Document -
━━━━━━━━━━━━━━━━━━━━
L'Emir Abdelkader était un franc-Maçon ( #La_Vraie_Histoire )
source : quelques ouvrages et archives
Le 26 mai 1883 mourait à Damas l'émir Abdeikader (Abd al Qädir ibn Muhyï al-din al-Hasani al Cazâ'in), qui fut tout à la fois saint, savant, poète, héros, militaire et homme d'Etat. Il était né vers 1808, près de Mascara, en Algérie.
L'activité intellectuelle d'Abdelkader n'a jamais fait de doute même ses contempteurs et ses ennemis de l'époque de la résistance en Algérie relèvent l'importance de sa culture philosophique et théologique: il emporte toujours avec lui, quelles que soient les circonstances une bibliothèque. Le Diwan, recueil de près de 760 poèmes publiés plusieurs fois, traite de tous les sujets qui préoccupèrent l'émir de 1832 à 1883.
Cependant, son oeuvre théologique est moins connue, bien que l'ouvrage fondamental, le Kitâb al-Mawâqif, ait fait l'objet de plusieurs éditions en langue arabe et d'une remarquable traduction en français par Michel Chodkiewicz. La thèse de celui-ci est qu 'Abdelkader est l'héritier légitime d'lbn Arabi, qu'il participe ainsi à une renaissance plus importante-mais aussi moins bruyante-que la Nahda, celle de l'islam indicible.
Mais tout cela n'est rien à côté de son enseignement dont nous n'avons malheureusement que des traces éparses. L'émir en effet enseigna le tassawuf (enseignement des soufis), l'histoire et la théologie pendant plus de vingt ans, quotidiennement durant son séjour à Damas. Nous avons une idée de ces milliers d'heures d'enseignement qu'il prodigua pendant la période la plus féconde de sa vie, entre 1855 et 1883 dans la mesure où le Kitab al-Mawâqif est tiré de son enseignement.
Dans sa jeunesse, la science et la sainteté de l'émir étaient déjà attestées.
Il est né en effet dans un milieu profondément religieux: son père fut son initiateur et portait le prénom prédestine de Muhyï al-dïn -qui est aussi celui d'lbn Arabi-, ce qui signifie vivificateur ou « introducteur de la religion ».
Cette éducation fit de lui, non seulement un musulman convaincu et un théologien, mais un initié sur la voie lors de leurs voyages communs en Orient, voie qu'il devait par la suite dépasser dans la réalisation de son propre itinéraire mystique.
━━━━━━━━━━━━━━━━━━━━
Données disponibles -

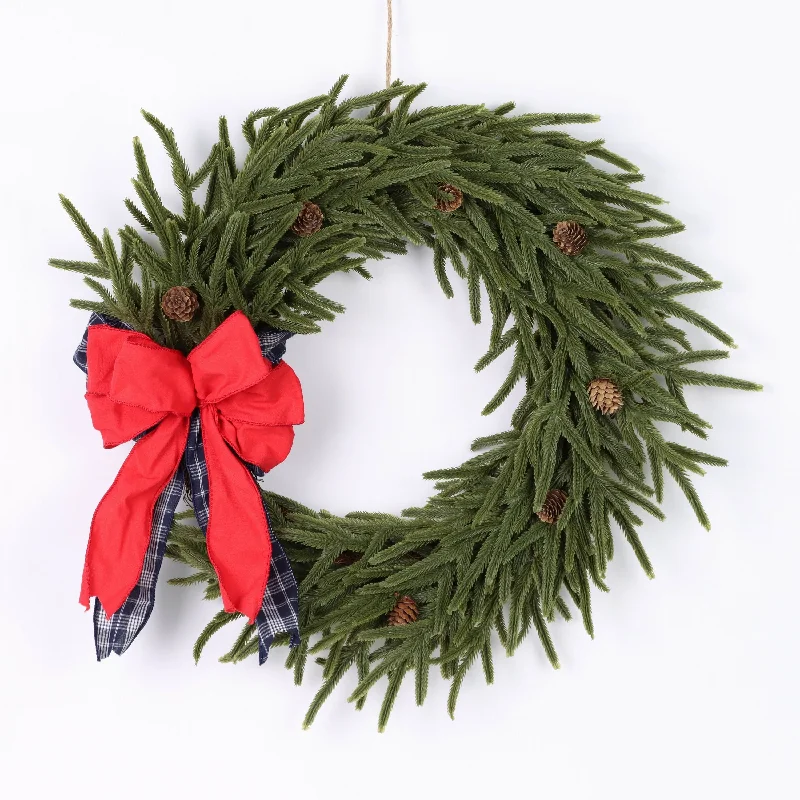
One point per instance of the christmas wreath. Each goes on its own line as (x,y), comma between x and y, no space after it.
(185,349)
━━━━━━━━━━━━━━━━━━━━
Tâches à réaliser -
a. Recopiez fidèlement le passage du texte sur l'émir Abdelkader qui va de « Cependant, son oeuvre » jusqu'à « de l'islam indicible. » inclus.
b. Pour chacune des affirmations suivantes, dites par oui ou par non si elle s'accorde avec le texte sur l'émir Abdelkader, en citant mot pour mot les mots du texte qui permettent de trancher : (i) Le Diwan réunit près de 760 poèmes ; (ii) l'émir a enseigné à Damas pendant moins de dix ans ; (iii) le Kitâb al-Mawâqif a été traduit en français par Michel Chodkiewicz.

Réponses par tâche -
a.
Cependant, son oeuvre théologique est moins connue, bien que l'ouvrage fondamental, le Kitâb al-Mawâqif, ait fait l'objet de plusieurs éditions en langue arabe et d'une remarquable traduction en français par Michel Chodkiewicz. La thèse de celui-ci est qu 'Abdelkader est l'héritier légitime d'lbn Arabi, qu'il participe ainsi à une renaissance plus importante-mais aussi moins bruyante-que la Nahda, celle de l'islam indicible.

b.
(i) Oui : « Le Diwan, recueil de près de 760 poèmes publiés plusieurs fois ».
(ii) Non : « pendant plus de vingt ans, quotidiennement durant son séjour à Damas ».
(iii) Oui : « d'une remarquable traduction en français par Michel Chodkiewicz ».